++++ SUPPLIED RECORDS ++++

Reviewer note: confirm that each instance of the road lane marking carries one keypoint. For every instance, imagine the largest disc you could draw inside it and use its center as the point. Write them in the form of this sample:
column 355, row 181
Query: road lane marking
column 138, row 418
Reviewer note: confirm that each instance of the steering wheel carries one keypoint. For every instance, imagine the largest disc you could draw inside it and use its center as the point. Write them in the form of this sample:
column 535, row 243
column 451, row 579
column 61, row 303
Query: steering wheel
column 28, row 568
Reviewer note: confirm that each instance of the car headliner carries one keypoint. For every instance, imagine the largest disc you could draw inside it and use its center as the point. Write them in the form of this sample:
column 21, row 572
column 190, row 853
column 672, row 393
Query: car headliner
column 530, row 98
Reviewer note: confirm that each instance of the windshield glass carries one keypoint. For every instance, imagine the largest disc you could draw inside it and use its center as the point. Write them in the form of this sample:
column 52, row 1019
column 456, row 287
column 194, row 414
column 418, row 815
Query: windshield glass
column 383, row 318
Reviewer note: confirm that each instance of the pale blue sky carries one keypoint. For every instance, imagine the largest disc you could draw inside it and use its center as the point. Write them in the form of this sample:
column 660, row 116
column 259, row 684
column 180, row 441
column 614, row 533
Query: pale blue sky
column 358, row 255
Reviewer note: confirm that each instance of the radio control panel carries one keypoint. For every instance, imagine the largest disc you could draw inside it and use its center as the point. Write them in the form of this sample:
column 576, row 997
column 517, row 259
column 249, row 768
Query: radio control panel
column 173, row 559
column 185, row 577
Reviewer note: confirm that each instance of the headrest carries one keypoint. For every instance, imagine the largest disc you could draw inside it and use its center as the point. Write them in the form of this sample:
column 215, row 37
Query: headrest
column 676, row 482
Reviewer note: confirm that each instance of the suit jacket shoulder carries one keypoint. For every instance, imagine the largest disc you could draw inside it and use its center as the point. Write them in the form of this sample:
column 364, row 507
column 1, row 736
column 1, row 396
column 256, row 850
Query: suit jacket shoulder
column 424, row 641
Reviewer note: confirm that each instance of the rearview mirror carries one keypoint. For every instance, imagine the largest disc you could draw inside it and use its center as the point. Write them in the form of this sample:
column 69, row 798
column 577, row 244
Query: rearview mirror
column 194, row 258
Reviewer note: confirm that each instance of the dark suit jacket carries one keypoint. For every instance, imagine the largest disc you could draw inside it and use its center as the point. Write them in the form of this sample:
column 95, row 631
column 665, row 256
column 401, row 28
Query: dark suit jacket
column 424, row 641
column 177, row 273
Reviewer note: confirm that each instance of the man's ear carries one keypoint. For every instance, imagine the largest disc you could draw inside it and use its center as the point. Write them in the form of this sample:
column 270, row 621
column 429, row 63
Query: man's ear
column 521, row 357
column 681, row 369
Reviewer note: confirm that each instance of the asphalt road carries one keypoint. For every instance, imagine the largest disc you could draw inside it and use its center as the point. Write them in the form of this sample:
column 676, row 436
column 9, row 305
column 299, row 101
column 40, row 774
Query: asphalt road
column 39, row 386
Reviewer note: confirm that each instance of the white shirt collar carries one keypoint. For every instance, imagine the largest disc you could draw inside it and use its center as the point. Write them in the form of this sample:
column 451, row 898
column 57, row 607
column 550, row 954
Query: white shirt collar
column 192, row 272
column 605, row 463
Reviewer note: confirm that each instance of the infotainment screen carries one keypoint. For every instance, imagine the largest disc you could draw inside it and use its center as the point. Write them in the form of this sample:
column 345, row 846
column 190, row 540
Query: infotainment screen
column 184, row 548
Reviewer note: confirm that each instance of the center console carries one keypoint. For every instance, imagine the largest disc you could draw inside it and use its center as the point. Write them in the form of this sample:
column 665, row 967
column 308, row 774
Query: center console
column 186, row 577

++++

- WHAT YOU ARE ASKED TO DO
Rewrite the whole listing above as a JSON array of strings, one string per line, omitting blank lines.

- WRITTEN SOLUTION
[
  "Reviewer note: confirm that each instance of the road lane marking carries one keypoint. For every instance, imagine the largest disc you could draw inside it and use its center as the point. Write them in the form of this sample:",
  "column 355, row 181",
  "Query: road lane marking",
  "column 138, row 418",
  "Reviewer note: confirm that each instance of the steering wheel carries one keypoint. For every instance, imagine the largest disc you could draw inside it and use its center as the point. Write them in the form of this sample:",
  "column 535, row 243",
  "column 451, row 579",
  "column 61, row 303",
  "Query: steering wheel",
  "column 28, row 568",
  "Reviewer note: confirm that each instance of the car headliner carries one keypoint. For every instance, imagine the largest disc you could draw inside it and use its center as the point. Write them in the form of this sample:",
  "column 21, row 572",
  "column 190, row 853",
  "column 672, row 393",
  "Query: car headliner",
  "column 530, row 98",
  "Reviewer note: confirm that each instance of the windshield glass carries one keypoint. For every instance, imagine the largest disc you could draw inside it and use its center as the point. Write them in the form of this sample:",
  "column 52, row 1019",
  "column 456, row 287",
  "column 194, row 414",
  "column 418, row 815",
  "Query: windshield glass",
  "column 383, row 318",
  "Reviewer note: confirm that each instance of the pale blue sky carries one keypoint. For every instance, imagine the largest disc you could draw inside it and use its center as the point. Write them in the form of this sample:",
  "column 660, row 116",
  "column 259, row 684",
  "column 180, row 441",
  "column 614, row 533",
  "Query: pale blue sky",
  "column 358, row 255",
  "Reviewer note: confirm that each instance of the radio control panel carries one keypoint. For every instance, imagine the largest disc you could draw inside it and use its center as the point. Write them in the form of this sample:",
  "column 576, row 997",
  "column 517, row 259",
  "column 249, row 768",
  "Query: radio control panel",
  "column 173, row 559",
  "column 185, row 577",
  "Reviewer note: confirm that each instance of the headrest carries one keypoint. For every instance, imagine the largest disc you could draw inside it and use its center as the point. Write them in the form of this sample:",
  "column 215, row 37",
  "Query: headrest",
  "column 676, row 482",
  "Reviewer note: confirm that each instance of the suit jacket shoulder carries one keypoint. For every instance, imagine the largest disc you could draw inside it and use its center as the point. Write them in the form of this sample:",
  "column 364, row 507",
  "column 1, row 736",
  "column 1, row 396",
  "column 256, row 850",
  "Query: suit jacket shoulder",
  "column 424, row 641",
  "Reviewer note: confirm that each instance of the rearview mirror carries one keypoint. For every instance, imagine the largest disc you could draw inside it and use its center as the point. Write them in the form of this sample:",
  "column 69, row 798",
  "column 577, row 244",
  "Query: rearview mirror",
  "column 194, row 258",
  "Reviewer note: confirm that each instance of the dark suit jacket carries one keypoint. For every instance, imagine the largest disc you could draw inside it and use its center as the point. Write them in the form of this sample:",
  "column 95, row 631",
  "column 665, row 256",
  "column 401, row 28",
  "Query: dark suit jacket",
  "column 424, row 641",
  "column 177, row 273",
  "Reviewer note: confirm that each instance of the man's ear carries one keypoint. For every instance, imagine the largest disc you could draw inside it and use its center as the point. Write them in the form of this sample:",
  "column 270, row 621",
  "column 429, row 63",
  "Query: man's ear",
  "column 521, row 357",
  "column 681, row 369",
  "Reviewer note: confirm that each instance of the asphalt road carries one keypoint. For every instance, imagine the largest disc you could draw inside it and use its center as the point. Write them in the form of this sample:",
  "column 676, row 436",
  "column 9, row 305",
  "column 299, row 101",
  "column 40, row 774",
  "Query: asphalt road",
  "column 39, row 386",
  "Reviewer note: confirm that each instance of the white shirt collar carries one keypoint. For every instance, imagine the largest disc you could draw inside it and use its center as the point. Write them in the form of this sample:",
  "column 451, row 898",
  "column 57, row 607",
  "column 550, row 954",
  "Query: white shirt collar",
  "column 192, row 272",
  "column 605, row 463",
  "Reviewer note: confirm that each instance of the infotainment screen carries one keypoint. For every instance, imagine the largest disc you could draw inside it and use its center as the point. Write them in the form of this sample:",
  "column 345, row 846",
  "column 190, row 540",
  "Query: infotainment screen",
  "column 184, row 548",
  "Reviewer note: confirm that each instance of the center console carries one keypoint. For every instance, imagine the largest disc you could draw inside it and use its center as the point. Write them in the form of this sample:",
  "column 665, row 967",
  "column 308, row 774",
  "Query: center console",
  "column 186, row 577"
]